EXERCISE INSTRUCTIONS: Write out these lines exactly as they appear, leaving the pictures out of your answer.

RECORDS:
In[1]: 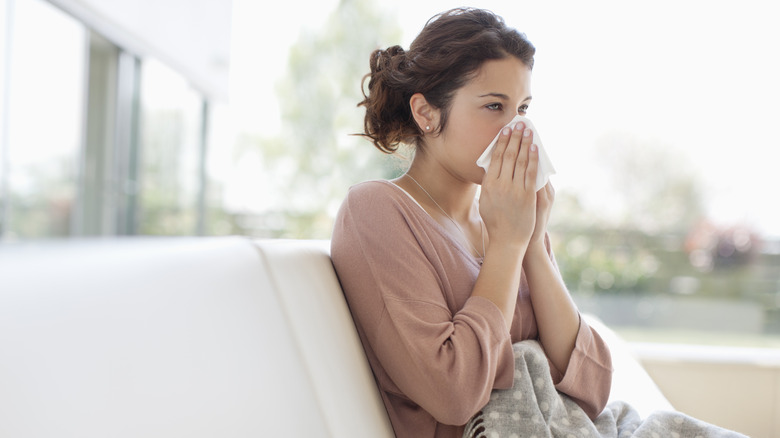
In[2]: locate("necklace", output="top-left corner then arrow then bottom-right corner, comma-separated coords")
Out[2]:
406,173 -> 485,265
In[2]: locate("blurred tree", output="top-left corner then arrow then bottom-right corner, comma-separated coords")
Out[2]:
254,0 -> 401,238
599,133 -> 704,234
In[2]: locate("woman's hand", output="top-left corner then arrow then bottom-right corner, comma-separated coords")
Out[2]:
479,123 -> 540,251
529,182 -> 555,253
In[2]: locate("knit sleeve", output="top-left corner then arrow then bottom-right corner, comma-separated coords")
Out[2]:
331,183 -> 514,425
550,317 -> 612,419
545,235 -> 612,419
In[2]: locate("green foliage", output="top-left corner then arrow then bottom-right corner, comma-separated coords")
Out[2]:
253,0 -> 400,238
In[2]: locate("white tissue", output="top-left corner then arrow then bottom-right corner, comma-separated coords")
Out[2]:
477,116 -> 555,191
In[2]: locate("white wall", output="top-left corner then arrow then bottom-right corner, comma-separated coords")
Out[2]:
49,0 -> 233,100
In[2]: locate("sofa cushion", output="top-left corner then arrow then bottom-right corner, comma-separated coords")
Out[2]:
256,240 -> 394,437
0,237 -> 332,438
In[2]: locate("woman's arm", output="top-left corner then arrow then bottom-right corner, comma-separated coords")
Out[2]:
523,241 -> 580,374
472,122 -> 539,330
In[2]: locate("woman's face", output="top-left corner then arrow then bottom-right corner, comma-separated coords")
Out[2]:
441,56 -> 531,183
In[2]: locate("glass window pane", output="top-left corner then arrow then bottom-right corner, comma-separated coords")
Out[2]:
3,0 -> 86,238
138,60 -> 203,235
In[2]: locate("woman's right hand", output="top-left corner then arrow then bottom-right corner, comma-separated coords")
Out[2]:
479,122 -> 539,251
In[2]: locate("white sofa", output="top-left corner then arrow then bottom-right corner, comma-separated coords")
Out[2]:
0,237 -> 671,438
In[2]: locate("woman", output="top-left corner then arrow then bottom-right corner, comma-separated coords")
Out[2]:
331,9 -> 612,437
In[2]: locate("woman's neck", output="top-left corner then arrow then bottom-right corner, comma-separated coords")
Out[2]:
396,155 -> 477,223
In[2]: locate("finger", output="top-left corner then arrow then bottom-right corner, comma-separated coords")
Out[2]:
501,122 -> 525,178
485,127 -> 512,179
515,125 -> 534,181
525,140 -> 539,190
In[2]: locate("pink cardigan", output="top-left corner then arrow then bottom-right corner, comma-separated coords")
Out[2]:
331,181 -> 612,437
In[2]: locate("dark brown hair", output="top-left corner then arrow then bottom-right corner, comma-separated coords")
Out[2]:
358,8 -> 536,153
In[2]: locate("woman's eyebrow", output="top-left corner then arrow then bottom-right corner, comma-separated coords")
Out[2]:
477,93 -> 533,102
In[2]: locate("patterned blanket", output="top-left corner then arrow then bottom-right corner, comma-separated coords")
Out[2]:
463,341 -> 746,438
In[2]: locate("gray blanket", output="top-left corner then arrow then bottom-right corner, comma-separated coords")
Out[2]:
463,341 -> 745,438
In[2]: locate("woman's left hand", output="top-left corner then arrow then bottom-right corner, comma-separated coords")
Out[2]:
528,181 -> 555,252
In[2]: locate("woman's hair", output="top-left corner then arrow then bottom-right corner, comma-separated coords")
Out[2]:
358,8 -> 536,154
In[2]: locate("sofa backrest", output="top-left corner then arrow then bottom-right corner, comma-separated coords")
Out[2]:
0,237 -> 392,438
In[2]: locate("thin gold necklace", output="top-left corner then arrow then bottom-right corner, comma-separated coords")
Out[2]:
406,173 -> 485,265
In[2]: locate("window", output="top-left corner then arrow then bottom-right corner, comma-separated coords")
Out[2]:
0,0 -> 86,239
138,60 -> 205,235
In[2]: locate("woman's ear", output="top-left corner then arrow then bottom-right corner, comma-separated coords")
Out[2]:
409,93 -> 439,134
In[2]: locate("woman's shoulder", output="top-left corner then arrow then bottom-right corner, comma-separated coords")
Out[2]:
346,179 -> 406,204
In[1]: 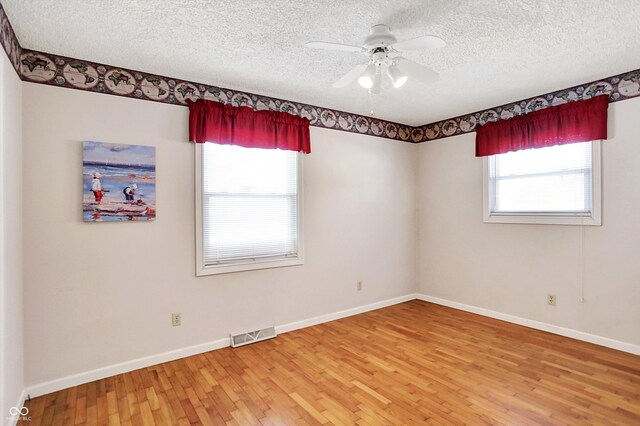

RESPONSE TO THE EXERCISE:
In[1]: 
In[2]: locate("necklace", output="top-left corner then arrow then bottom-right corner, comma-separated coords")
Out[2]:
406,173 -> 485,265
In[2]: locate("blurred tree", output="top-left corner then arrow then bottom-right corner, comma-separated coords")
Out[2]:
254,0 -> 401,238
599,133 -> 704,234
In[2]: locate("woman's hand", output="top-left corner then arrow then bottom-right corner, comma-separated coords")
Out[2]:
479,123 -> 540,251
529,182 -> 555,253
In[2]: locate("knit sleeve", output="top-left corner then arrow then bottom-right corner, comma-separated coords")
Out[2]:
331,183 -> 514,425
550,317 -> 612,419
545,235 -> 612,419
In[2]: locate("green foliage", output="top-left corner then arrow then bottom-right corner, comma-separated coords")
Out[2]:
253,0 -> 400,238
In[2]: locate("white tissue", output="top-left corner then arrow then bottom-right corner, comma-separated coords")
Out[2]:
477,116 -> 555,191
In[2]: locate("white wall", output="top-left corner then arrow then bottom-right corner, comma-separated coords")
Out[2]:
49,0 -> 233,100
In[2]: locate("sofa cushion", output="top-left corner then arrow then bottom-right corner, comma-separated coords")
Out[2]:
256,240 -> 394,437
0,237 -> 332,438
In[2]: locate("woman's arm", output="top-left corner then arrow then bottom-right corner, comma-separated coords")
Out[2]:
523,241 -> 580,374
472,122 -> 539,330
In[2]: locate("woman's face", output="top-left corner then arrow then bottom-right corner, comma-separated coords")
Out[2]:
441,56 -> 531,183
In[2]: locate("glass window pane", output="top-left corner then arrow then bottom-right corner, comma-separated coords")
Out[2]:
3,0 -> 86,238
138,60 -> 203,235
In[2]: locate("woman's right hand", output="top-left corner then arrow then bottom-right corner, comma-separated coords")
Out[2]:
479,122 -> 539,251
In[2]: locate("white sofa", output="top-left corner then arrow then bottom-right corner, comma-separated coords")
Out[2]:
0,237 -> 671,438
In[2]: locate("woman", output="top-left corner then arrow then bottom-right corner, comma-separated coords")
Out[2]:
331,9 -> 612,437
In[2]: locate("woman's neck", output="top-left corner then arrow then bottom-right corner, comma-separated coords")
Out[2]:
396,155 -> 477,223
In[2]: locate("finger", output="top-left corner then arrow then bottom-right corner, comma-separated coords")
Out[2]:
501,122 -> 525,178
485,127 -> 512,179
515,125 -> 534,181
525,140 -> 539,190
In[2]: locate("pink cardigan", output="top-left corner then arrow then bottom-right corner, comma-separated coords")
Out[2]:
331,181 -> 612,437
In[2]: locate("dark brown hair", output="top-left corner then arrow then bottom-right corner, comma-separated coords")
Out[2]:
358,8 -> 536,153
In[2]: locate("woman's eyebrow", output="top-left corner then arrow then bottom-right corner, comma-separated coords")
Out[2]:
477,93 -> 533,102
In[2]: locate("patterned blanket", output="top-left corner then arrow then bottom-right corner, comma-separated coords")
Out[2]:
463,341 -> 746,438
In[2]: locate("gray blanket", output="top-left corner then arrow then bottom-right corner, comma-separated coords")
Out[2]:
463,341 -> 745,438
In[2]: locate("woman's left hand", output="top-left corner then arrow then bottom-right corner, comma-separated coords")
Out[2]:
528,181 -> 555,252
In[2]: locate("woman's hair", output="top-left corner then arrow then bottom-right corner, comma-separated coords")
Out[2]:
358,8 -> 536,154
In[2]: locate("sofa backrest", output="top-left corner then arrow then bottom-right corner, comma-separated coords")
Out[2]:
0,237 -> 392,438
In[2]: locate("thin gold necklace", output="top-left corner then arrow then bottom-right corner, comma-separated coords")
Out[2]:
406,173 -> 485,265
In[2]: locate("window", output="top-left corner then arrow then bottom-right corner, comma-separated coords")
Out[2]:
0,0 -> 86,239
138,60 -> 205,235
In[2]: locate("woman's ear", output="top-left corner then arrow then bottom-right corner, comma-separated coords")
Out[2]:
409,93 -> 439,134
In[2]: locate("woman's shoulder", output="top-left corner then arrow then bottom-right corner, comma-separated coords")
Out[2]:
346,179 -> 406,204
In[1]: 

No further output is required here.